# [Problem description]
Present the listing below as a JSON array of strings, with one string for each line and blank lines omitted.
##### Input
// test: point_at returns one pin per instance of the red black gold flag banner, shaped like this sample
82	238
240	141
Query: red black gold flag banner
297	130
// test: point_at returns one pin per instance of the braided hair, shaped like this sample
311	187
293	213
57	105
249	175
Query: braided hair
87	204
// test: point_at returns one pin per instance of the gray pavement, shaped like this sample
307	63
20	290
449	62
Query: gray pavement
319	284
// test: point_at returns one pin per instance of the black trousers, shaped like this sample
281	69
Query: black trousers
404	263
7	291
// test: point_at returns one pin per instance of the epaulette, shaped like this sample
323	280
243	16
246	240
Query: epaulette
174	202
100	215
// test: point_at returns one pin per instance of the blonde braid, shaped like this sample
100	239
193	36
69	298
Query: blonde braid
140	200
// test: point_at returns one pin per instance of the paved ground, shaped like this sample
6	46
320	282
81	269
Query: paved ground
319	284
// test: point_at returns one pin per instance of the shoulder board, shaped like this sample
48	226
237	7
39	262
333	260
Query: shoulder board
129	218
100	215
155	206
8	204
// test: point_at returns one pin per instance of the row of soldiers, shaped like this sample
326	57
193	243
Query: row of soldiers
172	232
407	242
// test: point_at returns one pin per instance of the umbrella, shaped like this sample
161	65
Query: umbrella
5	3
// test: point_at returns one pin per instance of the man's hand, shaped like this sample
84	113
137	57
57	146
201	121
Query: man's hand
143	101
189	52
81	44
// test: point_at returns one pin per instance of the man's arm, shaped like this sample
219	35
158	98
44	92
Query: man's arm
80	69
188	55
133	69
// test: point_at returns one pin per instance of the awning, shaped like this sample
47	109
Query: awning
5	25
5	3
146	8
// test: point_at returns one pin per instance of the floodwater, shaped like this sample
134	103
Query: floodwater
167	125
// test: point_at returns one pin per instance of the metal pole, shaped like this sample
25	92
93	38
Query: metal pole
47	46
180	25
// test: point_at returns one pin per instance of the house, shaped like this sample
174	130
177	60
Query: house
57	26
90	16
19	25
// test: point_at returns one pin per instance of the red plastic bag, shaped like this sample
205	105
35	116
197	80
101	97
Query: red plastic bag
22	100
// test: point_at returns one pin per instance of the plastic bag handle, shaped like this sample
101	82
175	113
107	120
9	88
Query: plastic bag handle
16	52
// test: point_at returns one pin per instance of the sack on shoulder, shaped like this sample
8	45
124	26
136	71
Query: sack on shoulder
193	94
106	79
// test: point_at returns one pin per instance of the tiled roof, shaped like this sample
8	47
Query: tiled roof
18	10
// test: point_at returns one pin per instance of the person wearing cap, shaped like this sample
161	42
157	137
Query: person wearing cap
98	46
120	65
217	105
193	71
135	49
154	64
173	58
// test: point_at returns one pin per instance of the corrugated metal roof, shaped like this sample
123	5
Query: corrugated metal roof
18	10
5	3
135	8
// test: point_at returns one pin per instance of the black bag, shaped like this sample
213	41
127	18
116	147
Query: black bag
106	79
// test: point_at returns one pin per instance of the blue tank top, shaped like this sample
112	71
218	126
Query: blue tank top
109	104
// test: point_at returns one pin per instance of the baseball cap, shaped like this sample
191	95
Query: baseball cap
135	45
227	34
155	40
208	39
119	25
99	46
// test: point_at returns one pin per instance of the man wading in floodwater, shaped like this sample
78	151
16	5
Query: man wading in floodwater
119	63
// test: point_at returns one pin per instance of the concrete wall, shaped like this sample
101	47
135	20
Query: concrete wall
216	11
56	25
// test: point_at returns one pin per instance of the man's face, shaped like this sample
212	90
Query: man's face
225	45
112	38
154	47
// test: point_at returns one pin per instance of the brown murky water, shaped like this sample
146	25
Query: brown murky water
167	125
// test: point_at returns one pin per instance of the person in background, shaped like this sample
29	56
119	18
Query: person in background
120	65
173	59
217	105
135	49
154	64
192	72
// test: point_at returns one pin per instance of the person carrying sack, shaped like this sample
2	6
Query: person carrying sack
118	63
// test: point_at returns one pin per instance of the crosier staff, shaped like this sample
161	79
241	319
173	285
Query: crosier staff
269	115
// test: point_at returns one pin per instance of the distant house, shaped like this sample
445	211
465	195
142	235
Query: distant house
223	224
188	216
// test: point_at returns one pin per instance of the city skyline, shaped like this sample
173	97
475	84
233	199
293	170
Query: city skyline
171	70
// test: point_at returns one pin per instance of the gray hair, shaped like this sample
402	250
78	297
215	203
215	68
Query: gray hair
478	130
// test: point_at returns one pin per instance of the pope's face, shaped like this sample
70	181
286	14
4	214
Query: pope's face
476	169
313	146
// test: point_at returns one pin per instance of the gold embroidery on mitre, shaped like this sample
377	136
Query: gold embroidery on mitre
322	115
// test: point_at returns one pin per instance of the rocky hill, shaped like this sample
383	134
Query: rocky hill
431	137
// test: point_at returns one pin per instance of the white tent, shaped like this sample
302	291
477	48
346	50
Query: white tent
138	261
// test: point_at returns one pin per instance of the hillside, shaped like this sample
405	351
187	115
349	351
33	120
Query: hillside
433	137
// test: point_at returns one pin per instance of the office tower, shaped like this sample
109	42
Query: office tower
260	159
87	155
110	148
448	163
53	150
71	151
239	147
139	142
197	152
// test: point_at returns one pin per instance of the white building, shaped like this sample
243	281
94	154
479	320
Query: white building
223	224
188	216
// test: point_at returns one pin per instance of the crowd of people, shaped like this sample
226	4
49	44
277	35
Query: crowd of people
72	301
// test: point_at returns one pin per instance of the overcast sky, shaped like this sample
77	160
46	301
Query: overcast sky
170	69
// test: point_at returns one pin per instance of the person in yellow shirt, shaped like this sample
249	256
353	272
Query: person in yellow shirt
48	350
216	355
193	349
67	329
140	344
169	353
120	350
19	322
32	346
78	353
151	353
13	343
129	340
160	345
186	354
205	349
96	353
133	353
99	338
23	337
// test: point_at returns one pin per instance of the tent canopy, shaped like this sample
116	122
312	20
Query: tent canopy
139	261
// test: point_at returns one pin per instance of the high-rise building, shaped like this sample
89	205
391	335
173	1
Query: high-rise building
##########
# [Result of this task]
[
  "// test: point_at returns one pin per instance of the red black gold flag banner, shaped like this sample",
  "82\t238",
  "240\t141",
  "Query: red black gold flag banner",
  "297\t130",
  "// test: point_at returns one pin per instance of the braided hair, shaped like this sample",
  "311\t187",
  "293\t213",
  "57\t105",
  "249\t175",
  "Query: braided hair",
  "87\t204",
  "// test: point_at returns one pin per instance of the gray pavement, shaped like this sample",
  "307\t63",
  "20\t290",
  "449\t62",
  "Query: gray pavement",
  "319\t284",
  "// test: point_at returns one pin per instance of the black trousers, shaped like this sample",
  "281\t69",
  "Query: black trousers",
  "404\t263",
  "7\t291",
  "// test: point_at returns one pin per instance of the epaulette, shaped like this sample",
  "323\t280",
  "243\t16",
  "246\t240",
  "Query: epaulette",
  "174\t202",
  "100\t215",
  "// test: point_at returns one pin per instance of the blonde braid, shaped like this sample",
  "100\t239",
  "193\t36",
  "69\t298",
  "Query: blonde braid",
  "140\t200",
  "// test: point_at returns one pin per instance of the paved ground, shaped like this sample",
  "6\t46",
  "320\t282",
  "81\t269",
  "Query: paved ground",
  "319\t284",
  "// test: point_at returns one pin per instance of the shoulder board, shaped like this sample",
  "48\t226",
  "237\t7",
  "39\t262",
  "333\t260",
  "Query: shoulder board",
  "129\t218",
  "100\t215",
  "155\t206",
  "8\t204",
  "// test: point_at returns one pin per instance of the row of soldiers, shaped like this sample",
  "326\t57",
  "193\t243",
  "Query: row of soldiers",
  "172\t232",
  "407\t242",
  "// test: point_at returns one pin per instance of the umbrella, shaped like this sample",
  "161\t65",
  "Query: umbrella",
  "5\t3",
  "// test: point_at returns one pin per instance of the man's hand, shaped like this sample",
  "84\t113",
  "137\t57",
  "57\t146",
  "201\t121",
  "Query: man's hand",
  "143\t101",
  "189\t52",
  "81\t44",
  "// test: point_at returns one pin per instance of the man's arm, shaped like this sample",
  "219\t35",
  "158\t98",
  "44\t92",
  "Query: man's arm",
  "80\t69",
  "188\t55",
  "133\t69",
  "// test: point_at returns one pin per instance of the awning, shaped like this sample",
  "47\t109",
  "Query: awning",
  "5\t25",
  "5\t3",
  "146\t8",
  "// test: point_at returns one pin per instance of the floodwater, shaped like this sample",
  "134\t103",
  "Query: floodwater",
  "167\t125",
  "// test: point_at returns one pin per instance of the metal pole, shaped like this sample",
  "25\t92",
  "93\t38",
  "Query: metal pole",
  "47\t46",
  "180\t25",
  "// test: point_at returns one pin per instance of the house, shaped like this sample",
  "174\t130",
  "177\t60",
  "Query: house",
  "57\t26",
  "90\t16",
  "19\t25",
  "// test: point_at returns one pin per instance of the red plastic bag, shaped like this sample",
  "205\t105",
  "35\t116",
  "197\t80",
  "101\t97",
  "Query: red plastic bag",
  "22\t100",
  "// test: point_at returns one pin per instance of the plastic bag handle, shaped like this sample",
  "101\t82",
  "175\t113",
  "107\t120",
  "9\t88",
  "Query: plastic bag handle",
  "16\t52",
  "// test: point_at returns one pin per instance of the sack on shoulder, shaped like this sample",
  "8\t45",
  "124\t26",
  "136\t71",
  "Query: sack on shoulder",
  "193\t94",
  "106\t79",
  "// test: point_at returns one pin per instance of the tiled roof, shaped like this sample",
  "8\t47",
  "Query: tiled roof",
  "18\t10",
  "// test: point_at returns one pin per instance of the person wearing cap, shaped like this sample",
  "161\t42",
  "157\t137",
  "Query: person wearing cap",
  "98\t46",
  "120\t65",
  "217\t105",
  "193\t71",
  "135\t49",
  "154\t64",
  "173\t58",
  "// test: point_at returns one pin per instance of the corrugated metal roof, shaped like this sample",
  "123\t5",
  "Query: corrugated metal roof",
  "18\t10",
  "5\t3",
  "135\t8",
  "// test: point_at returns one pin per instance of the black bag, shaped like this sample",
  "213\t41",
  "127\t18",
  "116\t147",
  "Query: black bag",
  "106\t79",
  "// test: point_at returns one pin per instance of the blue tank top, shaped like this sample",
  "112\t71",
  "218\t126",
  "Query: blue tank top",
  "109\t104",
  "// test: point_at returns one pin per instance of the baseball cap, shaped like this sample",
  "191\t95",
  "Query: baseball cap",
  "135\t45",
  "227\t34",
  "155\t40",
  "208\t39",
  "119\t25",
  "99\t46",
  "// test: point_at returns one pin per instance of the man wading in floodwater, shaped like this sample",
  "78\t151",
  "16\t5",
  "Query: man wading in floodwater",
  "119\t63",
  "// test: point_at returns one pin per instance of the concrete wall, shaped like this sample",
  "101\t47",
  "135\t20",
  "Query: concrete wall",
  "216\t11",
  "56\t25",
  "// test: point_at returns one pin per instance of the man's face, shaped like this sample",
  "212\t90",
  "Query: man's face",
  "225\t45",
  "112\t38",
  "154\t47",
  "// test: point_at returns one pin per instance of the brown murky water, shaped like this sample",
  "146\t25",
  "Query: brown murky water",
  "167\t125",
  "// test: point_at returns one pin per instance of the person in background, shaped like this sample",
  "29\t56",
  "119\t18",
  "Query: person in background",
  "120\t65",
  "173\t59",
  "217\t105",
  "135\t49",
  "154\t64",
  "192\t72",
  "// test: point_at returns one pin per instance of the person carrying sack, shaped like this sample",
  "2\t6",
  "Query: person carrying sack",
  "118\t63",
  "// test: point_at returns one pin per instance of the crosier staff, shaped like this sample",
  "161\t79",
  "241\t319",
  "173\t285",
  "Query: crosier staff",
  "269\t115",
  "// test: point_at returns one pin per instance of the distant house, shaped like this sample",
  "445\t211",
  "465\t195",
  "142\t235",
  "Query: distant house",
  "223\t224",
  "188\t216",
  "// test: point_at returns one pin per instance of the city skyline, shaped like this sample",
  "173\t97",
  "475\t84",
  "233\t199",
  "293\t170",
  "Query: city skyline",
  "171\t70",
  "// test: point_at returns one pin per instance of the gray hair, shaped like this sample",
  "402\t250",
  "78\t297",
  "215\t203",
  "215\t68",
  "Query: gray hair",
  "478\t130",
  "// test: point_at returns one pin per instance of the pope's face, shaped like this sample",
  "70\t181",
  "286\t14",
  "4\t214",
  "Query: pope's face",
  "476\t169",
  "313\t146",
  "// test: point_at returns one pin per instance of the gold embroidery on mitre, shaped like this sample",
  "377\t136",
  "Query: gold embroidery on mitre",
  "322\t115",
  "// test: point_at returns one pin per instance of the rocky hill, shaped like this sample",
  "383\t134",
  "Query: rocky hill",
  "431\t137",
  "// test: point_at returns one pin per instance of the white tent, shaped like this sample",
  "302\t291",
  "477\t48",
  "346\t50",
  "Query: white tent",
  "138\t261",
  "// test: point_at returns one pin per instance of the hillside, shaped like this sample",
  "405\t351",
  "187\t115",
  "349\t351",
  "33\t120",
  "Query: hillside",
  "433\t137",
  "// test: point_at returns one pin per instance of the office tower, shaped like this sample",
  "109\t42",
  "Query: office tower",
  "260\t159",
  "87\t155",
  "110\t148",
  "448\t163",
  "53\t150",
  "71\t151",
  "239\t147",
  "139\t142",
  "197\t152",
  "// test: point_at returns one pin per instance of the white building, shaped like this sample",
  "243\t281",
  "94\t154",
  "479\t320",
  "Query: white building",
  "223\t224",
  "188\t216",
  "// test: point_at returns one pin per instance of the crowd of people, shaped like this sample",
  "226\t4",
  "49\t44",
  "277\t35",
  "Query: crowd of people",
  "72\t301",
  "// test: point_at returns one pin per instance of the overcast sky, shaped like this sample",
  "77\t160",
  "46\t301",
  "Query: overcast sky",
  "170\t69",
  "// test: point_at returns one pin per instance of the person in yellow shirt, shaped like this sample",
  "249\t256",
  "353\t272",
  "Query: person in yellow shirt",
  "48\t350",
  "216\t355",
  "193\t349",
  "67\t329",
  "140\t344",
  "169\t353",
  "120\t350",
  "19\t322",
  "32\t346",
  "78\t353",
  "151\t353",
  "13\t343",
  "129\t340",
  "160\t345",
  "186\t354",
  "205\t349",
  "96\t353",
  "133\t353",
  "99\t338",
  "23\t337",
  "// test: point_at returns one pin per instance of the tent canopy, shaped like this sample",
  "116\t122",
  "312\t20",
  "Query: tent canopy",
  "139\t261",
  "// test: point_at returns one pin per instance of the high-rise building, shaped like this sample",
  "89\t205",
  "391\t335",
  "173\t1",
  "Query: high-rise building"
]